- **Work required**:
Copy every line of the listing below without any change, and leave the pictures out of your answer.

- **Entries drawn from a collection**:
* START *

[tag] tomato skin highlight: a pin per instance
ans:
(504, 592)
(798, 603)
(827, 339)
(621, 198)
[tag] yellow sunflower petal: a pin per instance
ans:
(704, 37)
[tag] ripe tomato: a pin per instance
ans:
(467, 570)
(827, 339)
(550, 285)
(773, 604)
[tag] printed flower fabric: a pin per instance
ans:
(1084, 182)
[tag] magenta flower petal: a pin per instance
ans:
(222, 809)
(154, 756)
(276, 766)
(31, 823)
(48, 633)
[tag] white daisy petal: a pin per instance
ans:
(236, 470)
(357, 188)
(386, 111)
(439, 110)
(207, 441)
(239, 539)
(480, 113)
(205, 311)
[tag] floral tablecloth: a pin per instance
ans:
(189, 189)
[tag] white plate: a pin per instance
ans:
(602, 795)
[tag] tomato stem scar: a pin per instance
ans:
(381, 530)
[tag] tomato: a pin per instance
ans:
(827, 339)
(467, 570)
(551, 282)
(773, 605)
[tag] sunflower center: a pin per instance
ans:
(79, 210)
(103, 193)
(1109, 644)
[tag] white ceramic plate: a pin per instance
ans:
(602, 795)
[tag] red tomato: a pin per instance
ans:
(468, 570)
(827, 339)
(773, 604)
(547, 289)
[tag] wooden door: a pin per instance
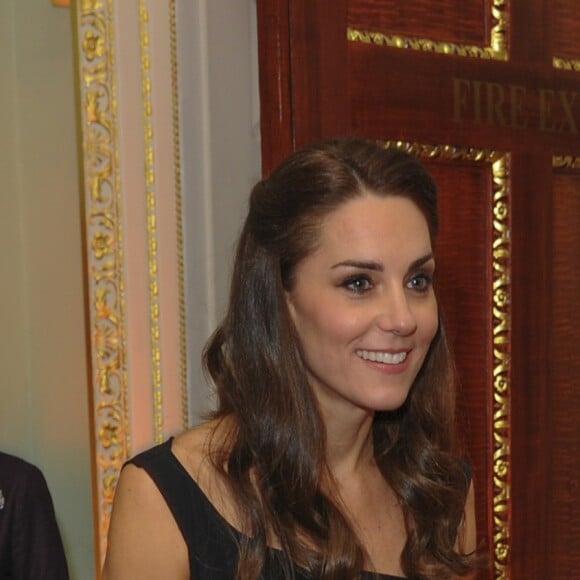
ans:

* END *

- **Correct response**:
[tag] tomato skin highlight: a pin per instance
ans:
(504, 592)
(798, 603)
(827, 339)
(621, 198)
[tag] yellow sunflower petal: a pin per instance
ans:
(704, 37)
[tag] ripe tomato: a pin per instance
ans:
(467, 570)
(827, 339)
(550, 285)
(773, 604)
[tag] printed flower fabric: a pin per instance
ans:
(1084, 182)
[tag] magenta flower petal: a pin per instance
ans:
(222, 809)
(154, 756)
(276, 766)
(31, 823)
(48, 633)
[tag] white daisy petal: a pin per instance
ans:
(236, 470)
(357, 188)
(386, 111)
(439, 110)
(207, 441)
(239, 539)
(480, 113)
(205, 311)
[tag] floral tablecloth: a pin per instance
ans:
(189, 189)
[tag] white plate: a pin per instance
ans:
(602, 795)
[tag] tomato stem scar: a pin per instance
ans:
(381, 530)
[tag] tomato: a pin per instance
ans:
(827, 339)
(467, 570)
(551, 282)
(773, 605)
[tag] sunflower center: a pin per instance
ans:
(79, 210)
(103, 193)
(1109, 644)
[tag] white ceramic plate: a pin per instance
ans:
(602, 795)
[tag] red tomato: a pin per instance
ans:
(468, 570)
(827, 339)
(773, 604)
(547, 289)
[tag] wooden door: a pin per instance
ans:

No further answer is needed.